_Exercise task_: Extend the article on summer travel and children's books, beginning right after its final sentence.

_Source text_:
* Begin *
By Nina Schuyler, The Children’s Book Review
Published: August 9, 2012

Justin Case: Shells, Smells, and the Horrible Flip-Flops of Doom
Illustration copyright © 2012 by Matthew Cordell

June shrugged off school’s schedule—the drop offs and pick-ups and the packing of lunch. Summer seemed to stretch out like a wide open lawn. But the acreage quickly filled with the schedule of camps—with drop offs and pick-ups and the packing of lunch.

Right about now, there’s something in the air. Maybe it’s the lighting or a new scent. But you begin to feel that summer is nearing its end. Before the scaffolding of the school schedule is fitted again, there is another attempt to get rid of routine. This, I think, is the real heart of summer. An earnest attempt to be schedule-less, to open up to unpredictability, maybe even to lose the concept of time. How? Travel. People pack their bags and go. Somewhere. Anywhere. Stay-over-night camp, relatives in another state, another city, anywhere other than where you are, it really doesn’t matter, just as long as rhythms and routines are set aside.

In honor of the real heart of summer, here’s a list of books that send their main characters on a journey, a trip, somewhere new. (And if you and your family didn’t pack your bags this summer, here is the beauty of a book—the vicarious experience of travel.)
* End *
_Data supplied_:
* Begin *
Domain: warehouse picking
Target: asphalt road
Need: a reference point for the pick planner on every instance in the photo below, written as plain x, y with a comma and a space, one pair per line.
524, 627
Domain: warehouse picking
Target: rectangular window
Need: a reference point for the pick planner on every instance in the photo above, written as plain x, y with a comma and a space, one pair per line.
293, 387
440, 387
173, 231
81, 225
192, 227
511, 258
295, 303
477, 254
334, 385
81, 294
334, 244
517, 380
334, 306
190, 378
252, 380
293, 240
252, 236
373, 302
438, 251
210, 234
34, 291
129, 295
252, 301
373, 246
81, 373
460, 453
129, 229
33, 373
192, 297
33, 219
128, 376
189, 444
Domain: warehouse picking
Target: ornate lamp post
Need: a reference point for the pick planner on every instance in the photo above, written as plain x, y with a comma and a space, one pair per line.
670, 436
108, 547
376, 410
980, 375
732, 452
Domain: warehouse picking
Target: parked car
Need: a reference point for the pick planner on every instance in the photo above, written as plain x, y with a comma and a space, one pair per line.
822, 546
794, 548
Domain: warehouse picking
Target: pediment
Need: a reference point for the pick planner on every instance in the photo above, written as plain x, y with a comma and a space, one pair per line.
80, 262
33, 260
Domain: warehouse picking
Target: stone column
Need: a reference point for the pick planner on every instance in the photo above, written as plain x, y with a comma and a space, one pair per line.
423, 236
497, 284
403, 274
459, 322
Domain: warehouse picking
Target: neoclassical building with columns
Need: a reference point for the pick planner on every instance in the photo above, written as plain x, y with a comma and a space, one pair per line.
* End *
_Output below_:
Dangerous Waters: An Adventure on the Titanic

by Gregory Mone

In Dangerous Waters: An Adventure on the Titanic, by Gregory Mone, twelve-year-old Patrick Waters sneaks onboard the Titanic. Also on the ship are a book collector and a thief who plans to steal one of the collector’s prize editions. And, of course, the ship is going to sink. Mone has written a real page turner, but not at the sacrifice of language. His narrative world is rich with specific details, making it easy for the reader to imagine. “At Queen’s Road he spotted her looming in the distance. She was a mountain! A self-contained city of iron and steel: eight hundred and eighty feet long. Nearly two hundred feet tall. More than four hundred thousand rivets. How could she even float?”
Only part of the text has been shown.